** The task **
Show every line of the rows below that contains the word "stadium", treating uppercase and lowercase letters as different.

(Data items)
* Begin *

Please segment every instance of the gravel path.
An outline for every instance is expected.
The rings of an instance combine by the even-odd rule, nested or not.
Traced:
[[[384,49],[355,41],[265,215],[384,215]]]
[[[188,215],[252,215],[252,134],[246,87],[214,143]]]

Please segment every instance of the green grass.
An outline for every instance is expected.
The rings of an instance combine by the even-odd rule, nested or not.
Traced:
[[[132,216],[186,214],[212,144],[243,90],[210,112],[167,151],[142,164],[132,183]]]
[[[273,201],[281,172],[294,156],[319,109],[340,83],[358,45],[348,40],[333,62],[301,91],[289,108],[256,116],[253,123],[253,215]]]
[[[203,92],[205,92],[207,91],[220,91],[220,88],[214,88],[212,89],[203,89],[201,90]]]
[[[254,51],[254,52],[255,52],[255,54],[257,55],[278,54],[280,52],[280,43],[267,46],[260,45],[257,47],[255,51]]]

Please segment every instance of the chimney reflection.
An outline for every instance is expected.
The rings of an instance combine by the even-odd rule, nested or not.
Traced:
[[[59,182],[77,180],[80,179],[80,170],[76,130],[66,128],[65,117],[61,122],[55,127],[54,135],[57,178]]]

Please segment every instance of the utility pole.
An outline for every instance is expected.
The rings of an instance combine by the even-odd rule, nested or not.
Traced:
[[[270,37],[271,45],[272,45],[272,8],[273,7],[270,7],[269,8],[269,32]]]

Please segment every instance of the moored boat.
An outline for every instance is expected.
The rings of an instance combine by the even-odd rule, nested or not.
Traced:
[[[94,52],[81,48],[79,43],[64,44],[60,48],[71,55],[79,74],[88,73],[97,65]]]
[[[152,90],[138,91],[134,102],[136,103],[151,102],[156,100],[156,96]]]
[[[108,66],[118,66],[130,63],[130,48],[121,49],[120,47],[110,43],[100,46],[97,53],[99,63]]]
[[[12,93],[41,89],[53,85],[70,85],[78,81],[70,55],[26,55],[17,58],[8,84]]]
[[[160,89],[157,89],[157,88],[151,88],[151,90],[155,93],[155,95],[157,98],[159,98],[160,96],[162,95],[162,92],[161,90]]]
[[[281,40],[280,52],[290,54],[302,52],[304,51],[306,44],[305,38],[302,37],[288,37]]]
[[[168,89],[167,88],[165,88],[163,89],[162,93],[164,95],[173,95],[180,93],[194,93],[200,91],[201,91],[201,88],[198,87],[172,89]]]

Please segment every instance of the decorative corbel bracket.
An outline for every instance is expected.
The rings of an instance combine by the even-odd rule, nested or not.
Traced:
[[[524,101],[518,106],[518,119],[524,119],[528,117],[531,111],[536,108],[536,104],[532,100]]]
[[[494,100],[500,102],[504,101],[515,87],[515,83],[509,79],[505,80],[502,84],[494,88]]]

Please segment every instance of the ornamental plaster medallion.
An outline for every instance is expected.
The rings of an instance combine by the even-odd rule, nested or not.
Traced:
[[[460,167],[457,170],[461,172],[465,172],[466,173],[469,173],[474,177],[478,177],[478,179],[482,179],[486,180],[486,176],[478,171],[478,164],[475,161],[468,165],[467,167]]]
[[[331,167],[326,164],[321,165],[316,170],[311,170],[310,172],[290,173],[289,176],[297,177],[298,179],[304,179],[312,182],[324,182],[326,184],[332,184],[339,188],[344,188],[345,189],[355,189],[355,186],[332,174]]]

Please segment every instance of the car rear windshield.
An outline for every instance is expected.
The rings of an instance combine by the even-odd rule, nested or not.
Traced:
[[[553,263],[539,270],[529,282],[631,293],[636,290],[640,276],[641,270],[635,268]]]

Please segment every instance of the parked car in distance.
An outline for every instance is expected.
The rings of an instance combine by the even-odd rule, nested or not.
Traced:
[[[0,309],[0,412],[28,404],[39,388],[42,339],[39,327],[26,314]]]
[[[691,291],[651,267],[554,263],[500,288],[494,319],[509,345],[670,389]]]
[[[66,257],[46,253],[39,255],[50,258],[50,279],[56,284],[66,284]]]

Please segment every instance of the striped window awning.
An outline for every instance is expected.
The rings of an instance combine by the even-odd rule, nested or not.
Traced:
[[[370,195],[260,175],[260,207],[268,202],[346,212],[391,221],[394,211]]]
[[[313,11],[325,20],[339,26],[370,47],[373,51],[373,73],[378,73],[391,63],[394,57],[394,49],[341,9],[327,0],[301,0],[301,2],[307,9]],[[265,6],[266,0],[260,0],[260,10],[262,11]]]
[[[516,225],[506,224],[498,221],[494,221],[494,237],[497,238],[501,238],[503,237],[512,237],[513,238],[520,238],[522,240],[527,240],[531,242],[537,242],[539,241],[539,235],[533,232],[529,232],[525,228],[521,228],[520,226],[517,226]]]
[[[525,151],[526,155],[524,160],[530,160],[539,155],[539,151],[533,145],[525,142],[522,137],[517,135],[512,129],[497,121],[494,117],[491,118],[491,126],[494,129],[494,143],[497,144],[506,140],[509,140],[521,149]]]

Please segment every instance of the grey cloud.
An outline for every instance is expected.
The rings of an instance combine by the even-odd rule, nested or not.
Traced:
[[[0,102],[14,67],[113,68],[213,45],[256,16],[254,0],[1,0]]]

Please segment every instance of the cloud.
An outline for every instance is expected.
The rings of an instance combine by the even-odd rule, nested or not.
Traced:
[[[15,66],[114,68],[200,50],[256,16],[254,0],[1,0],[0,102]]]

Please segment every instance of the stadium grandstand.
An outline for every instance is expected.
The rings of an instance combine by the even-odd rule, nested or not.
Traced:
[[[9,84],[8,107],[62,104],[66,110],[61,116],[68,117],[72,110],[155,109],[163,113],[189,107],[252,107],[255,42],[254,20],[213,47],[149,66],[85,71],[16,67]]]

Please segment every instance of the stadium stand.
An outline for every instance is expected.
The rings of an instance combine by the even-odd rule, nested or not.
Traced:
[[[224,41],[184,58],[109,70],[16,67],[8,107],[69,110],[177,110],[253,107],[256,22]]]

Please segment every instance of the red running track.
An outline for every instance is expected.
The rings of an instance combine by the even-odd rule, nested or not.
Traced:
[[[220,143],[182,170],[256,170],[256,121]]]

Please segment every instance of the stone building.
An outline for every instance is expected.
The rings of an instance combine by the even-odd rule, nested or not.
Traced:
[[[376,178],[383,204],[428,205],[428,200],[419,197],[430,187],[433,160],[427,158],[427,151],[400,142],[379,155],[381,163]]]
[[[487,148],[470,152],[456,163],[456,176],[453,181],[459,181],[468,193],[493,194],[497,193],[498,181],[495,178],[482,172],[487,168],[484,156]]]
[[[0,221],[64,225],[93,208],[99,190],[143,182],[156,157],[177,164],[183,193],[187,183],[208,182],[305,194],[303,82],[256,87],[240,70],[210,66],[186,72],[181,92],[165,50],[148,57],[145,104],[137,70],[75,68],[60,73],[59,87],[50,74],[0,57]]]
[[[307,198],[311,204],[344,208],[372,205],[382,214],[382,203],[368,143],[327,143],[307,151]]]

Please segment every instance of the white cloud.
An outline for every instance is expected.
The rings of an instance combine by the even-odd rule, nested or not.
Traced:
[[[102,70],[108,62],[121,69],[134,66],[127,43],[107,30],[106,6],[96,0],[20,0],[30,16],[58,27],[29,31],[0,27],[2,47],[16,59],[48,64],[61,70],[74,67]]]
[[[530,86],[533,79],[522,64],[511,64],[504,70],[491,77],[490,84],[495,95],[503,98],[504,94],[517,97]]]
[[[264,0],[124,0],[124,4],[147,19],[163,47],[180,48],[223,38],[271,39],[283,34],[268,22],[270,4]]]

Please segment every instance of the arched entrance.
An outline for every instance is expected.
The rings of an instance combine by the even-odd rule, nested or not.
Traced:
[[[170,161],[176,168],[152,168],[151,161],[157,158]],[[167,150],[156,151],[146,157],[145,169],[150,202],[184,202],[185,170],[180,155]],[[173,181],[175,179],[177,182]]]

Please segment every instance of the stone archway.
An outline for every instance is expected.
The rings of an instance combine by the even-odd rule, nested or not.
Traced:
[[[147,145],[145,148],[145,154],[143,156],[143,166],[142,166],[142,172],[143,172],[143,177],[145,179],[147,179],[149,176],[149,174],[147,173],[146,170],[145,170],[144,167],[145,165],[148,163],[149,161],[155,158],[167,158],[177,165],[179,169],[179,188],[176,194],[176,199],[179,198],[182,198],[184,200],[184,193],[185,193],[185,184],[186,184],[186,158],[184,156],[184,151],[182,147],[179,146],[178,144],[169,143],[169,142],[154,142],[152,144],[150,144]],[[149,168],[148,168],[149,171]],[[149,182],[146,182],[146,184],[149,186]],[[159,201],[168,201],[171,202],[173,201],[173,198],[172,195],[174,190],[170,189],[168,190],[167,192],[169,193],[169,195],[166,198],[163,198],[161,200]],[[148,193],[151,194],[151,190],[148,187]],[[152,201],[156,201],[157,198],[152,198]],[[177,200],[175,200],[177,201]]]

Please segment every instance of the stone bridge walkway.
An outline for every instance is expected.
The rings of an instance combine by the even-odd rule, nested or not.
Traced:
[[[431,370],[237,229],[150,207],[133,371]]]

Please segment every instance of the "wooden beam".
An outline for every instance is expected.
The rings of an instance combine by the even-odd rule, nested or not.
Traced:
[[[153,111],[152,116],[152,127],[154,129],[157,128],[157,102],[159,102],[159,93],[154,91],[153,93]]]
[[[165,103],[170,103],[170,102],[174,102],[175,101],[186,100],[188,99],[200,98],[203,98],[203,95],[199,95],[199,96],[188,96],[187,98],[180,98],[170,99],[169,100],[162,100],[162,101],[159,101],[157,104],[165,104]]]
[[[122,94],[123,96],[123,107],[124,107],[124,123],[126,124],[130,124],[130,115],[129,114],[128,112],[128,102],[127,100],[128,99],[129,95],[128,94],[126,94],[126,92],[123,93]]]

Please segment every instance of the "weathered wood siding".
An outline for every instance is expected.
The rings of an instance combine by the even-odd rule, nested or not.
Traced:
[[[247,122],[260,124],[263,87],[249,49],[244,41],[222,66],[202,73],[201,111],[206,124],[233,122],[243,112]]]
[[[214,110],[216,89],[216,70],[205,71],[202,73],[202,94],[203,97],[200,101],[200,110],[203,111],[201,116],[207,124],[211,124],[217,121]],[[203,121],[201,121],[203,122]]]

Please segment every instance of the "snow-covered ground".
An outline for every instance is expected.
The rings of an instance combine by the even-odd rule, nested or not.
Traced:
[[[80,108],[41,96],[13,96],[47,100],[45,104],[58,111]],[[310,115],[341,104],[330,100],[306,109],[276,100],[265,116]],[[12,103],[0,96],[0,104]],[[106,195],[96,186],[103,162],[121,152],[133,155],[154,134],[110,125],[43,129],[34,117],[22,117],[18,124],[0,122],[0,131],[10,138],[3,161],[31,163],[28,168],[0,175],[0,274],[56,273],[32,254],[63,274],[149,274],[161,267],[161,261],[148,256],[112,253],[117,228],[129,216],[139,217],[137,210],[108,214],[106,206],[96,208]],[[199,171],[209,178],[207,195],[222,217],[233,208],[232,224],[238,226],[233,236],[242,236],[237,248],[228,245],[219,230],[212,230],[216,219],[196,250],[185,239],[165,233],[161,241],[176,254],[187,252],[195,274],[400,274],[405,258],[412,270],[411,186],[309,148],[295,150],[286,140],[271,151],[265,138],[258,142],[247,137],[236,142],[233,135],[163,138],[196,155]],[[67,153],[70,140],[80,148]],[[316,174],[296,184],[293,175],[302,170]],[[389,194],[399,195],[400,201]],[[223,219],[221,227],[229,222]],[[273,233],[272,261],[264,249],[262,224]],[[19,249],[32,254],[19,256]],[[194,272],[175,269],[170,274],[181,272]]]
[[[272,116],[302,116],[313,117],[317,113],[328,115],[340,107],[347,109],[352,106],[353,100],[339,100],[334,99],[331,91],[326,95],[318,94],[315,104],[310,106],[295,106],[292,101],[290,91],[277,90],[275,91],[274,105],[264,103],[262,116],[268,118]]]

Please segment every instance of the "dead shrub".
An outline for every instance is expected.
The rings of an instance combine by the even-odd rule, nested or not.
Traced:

* End *

** Task answer **
Please segment every instance of the stadium grandstand.
Please segment every instance of the stadium stand.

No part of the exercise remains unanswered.